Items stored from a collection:
□ □ □ □ □ □ □

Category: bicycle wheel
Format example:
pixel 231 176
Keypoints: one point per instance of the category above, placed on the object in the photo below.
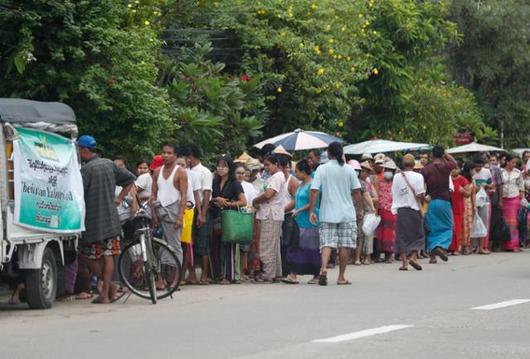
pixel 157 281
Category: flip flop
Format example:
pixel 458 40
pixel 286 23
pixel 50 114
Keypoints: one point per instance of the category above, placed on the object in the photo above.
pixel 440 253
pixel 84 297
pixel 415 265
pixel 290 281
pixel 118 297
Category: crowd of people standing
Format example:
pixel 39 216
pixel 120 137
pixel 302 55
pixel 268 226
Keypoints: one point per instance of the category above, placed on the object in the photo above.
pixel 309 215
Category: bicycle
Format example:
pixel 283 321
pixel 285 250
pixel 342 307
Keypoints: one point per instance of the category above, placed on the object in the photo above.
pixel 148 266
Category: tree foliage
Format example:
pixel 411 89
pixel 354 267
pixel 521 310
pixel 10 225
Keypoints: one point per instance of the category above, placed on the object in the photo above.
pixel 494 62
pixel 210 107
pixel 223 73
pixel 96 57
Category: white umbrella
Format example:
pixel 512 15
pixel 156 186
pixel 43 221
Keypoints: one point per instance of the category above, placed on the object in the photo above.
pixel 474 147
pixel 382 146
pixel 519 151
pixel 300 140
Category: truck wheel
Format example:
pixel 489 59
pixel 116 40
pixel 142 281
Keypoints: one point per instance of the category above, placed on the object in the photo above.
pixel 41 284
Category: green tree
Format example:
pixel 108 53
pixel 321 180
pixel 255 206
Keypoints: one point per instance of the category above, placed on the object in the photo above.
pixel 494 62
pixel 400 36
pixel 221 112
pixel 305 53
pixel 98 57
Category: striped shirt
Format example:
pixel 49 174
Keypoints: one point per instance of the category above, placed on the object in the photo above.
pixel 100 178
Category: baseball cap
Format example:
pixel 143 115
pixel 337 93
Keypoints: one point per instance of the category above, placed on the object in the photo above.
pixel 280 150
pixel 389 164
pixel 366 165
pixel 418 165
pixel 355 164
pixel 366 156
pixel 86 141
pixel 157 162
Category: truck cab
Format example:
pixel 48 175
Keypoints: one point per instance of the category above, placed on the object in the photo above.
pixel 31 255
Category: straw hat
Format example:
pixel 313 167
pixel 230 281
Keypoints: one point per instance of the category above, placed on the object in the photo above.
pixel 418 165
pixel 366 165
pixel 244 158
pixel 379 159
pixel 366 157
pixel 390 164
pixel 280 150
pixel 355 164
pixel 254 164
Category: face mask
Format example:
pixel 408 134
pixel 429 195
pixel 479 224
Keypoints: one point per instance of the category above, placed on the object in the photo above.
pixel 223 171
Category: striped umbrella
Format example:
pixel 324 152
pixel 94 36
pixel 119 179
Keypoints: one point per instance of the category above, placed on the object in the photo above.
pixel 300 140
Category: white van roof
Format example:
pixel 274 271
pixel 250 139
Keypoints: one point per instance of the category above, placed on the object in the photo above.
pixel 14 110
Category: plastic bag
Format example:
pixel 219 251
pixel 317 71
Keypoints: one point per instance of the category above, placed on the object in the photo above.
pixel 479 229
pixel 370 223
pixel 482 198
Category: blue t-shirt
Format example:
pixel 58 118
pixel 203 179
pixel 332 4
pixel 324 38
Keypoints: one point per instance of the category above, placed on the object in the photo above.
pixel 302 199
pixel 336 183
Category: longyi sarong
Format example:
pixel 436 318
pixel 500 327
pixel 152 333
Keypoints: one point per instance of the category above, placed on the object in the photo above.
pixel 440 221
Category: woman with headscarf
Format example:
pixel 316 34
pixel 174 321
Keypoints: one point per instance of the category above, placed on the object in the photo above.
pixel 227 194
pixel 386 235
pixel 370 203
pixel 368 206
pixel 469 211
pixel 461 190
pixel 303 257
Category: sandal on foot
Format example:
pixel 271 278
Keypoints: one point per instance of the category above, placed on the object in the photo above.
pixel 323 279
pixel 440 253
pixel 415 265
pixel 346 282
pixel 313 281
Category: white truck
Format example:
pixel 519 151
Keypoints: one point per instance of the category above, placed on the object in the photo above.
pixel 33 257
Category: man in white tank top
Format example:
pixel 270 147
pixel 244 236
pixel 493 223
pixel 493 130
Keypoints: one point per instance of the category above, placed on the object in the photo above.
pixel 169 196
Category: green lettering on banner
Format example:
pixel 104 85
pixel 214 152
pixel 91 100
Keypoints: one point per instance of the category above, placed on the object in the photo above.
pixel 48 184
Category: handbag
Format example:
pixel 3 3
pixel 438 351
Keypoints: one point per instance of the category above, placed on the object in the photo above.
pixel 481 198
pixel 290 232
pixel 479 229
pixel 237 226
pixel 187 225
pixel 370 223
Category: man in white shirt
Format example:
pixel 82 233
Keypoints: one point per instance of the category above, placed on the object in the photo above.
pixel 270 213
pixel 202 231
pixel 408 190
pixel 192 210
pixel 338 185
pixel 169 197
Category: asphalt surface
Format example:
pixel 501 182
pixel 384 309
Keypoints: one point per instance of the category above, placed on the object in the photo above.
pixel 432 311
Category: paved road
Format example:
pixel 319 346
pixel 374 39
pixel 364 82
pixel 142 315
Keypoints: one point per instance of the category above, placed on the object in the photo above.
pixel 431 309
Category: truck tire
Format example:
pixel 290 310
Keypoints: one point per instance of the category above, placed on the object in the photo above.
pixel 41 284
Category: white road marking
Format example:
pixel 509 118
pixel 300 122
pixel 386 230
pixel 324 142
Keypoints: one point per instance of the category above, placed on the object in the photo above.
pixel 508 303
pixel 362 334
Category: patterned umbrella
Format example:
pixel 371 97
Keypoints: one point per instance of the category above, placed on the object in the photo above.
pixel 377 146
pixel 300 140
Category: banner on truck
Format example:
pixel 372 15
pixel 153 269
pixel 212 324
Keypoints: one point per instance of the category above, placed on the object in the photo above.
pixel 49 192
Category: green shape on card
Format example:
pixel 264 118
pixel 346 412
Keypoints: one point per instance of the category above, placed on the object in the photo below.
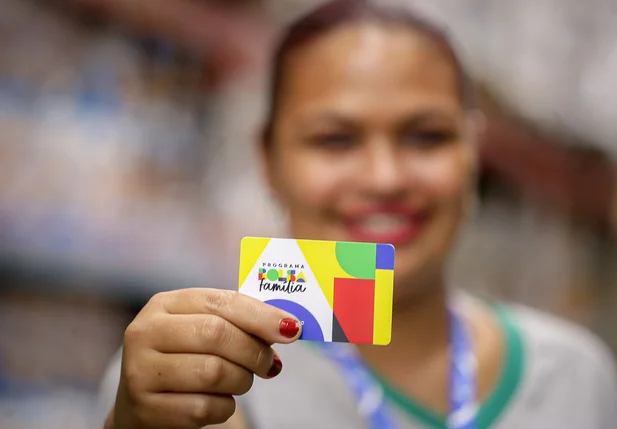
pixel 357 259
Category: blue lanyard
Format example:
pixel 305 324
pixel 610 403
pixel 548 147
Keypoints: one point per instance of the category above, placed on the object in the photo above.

□ □ □ □ □ □ □

Request: Reproduce the part of the records above that begins with the line containing "Category: patterned umbrella" and runs through the end of the records, including both of those ends. Omit the pictures from your answer.

Reply:
Category: patterned umbrella
Format example:
pixel 371 97
Keypoints: one point per instance of the category above, placed on the object in the photo above.
pixel 377 146
pixel 300 140
Category: banner on truck
Format example:
pixel 372 15
pixel 153 269
pixel 212 324
Keypoints: one point per instance of the category above, placed on the object in the photo above.
pixel 49 192
Category: green shape on card
Format example:
pixel 264 118
pixel 346 412
Keypoints: one point per instance of the category above, placed on the object in the photo below.
pixel 357 259
Category: blue lanyard
Format example:
pixel 305 324
pixel 610 403
pixel 548 147
Keypoints: one point per instance of the category above, placed on the object in the photo above.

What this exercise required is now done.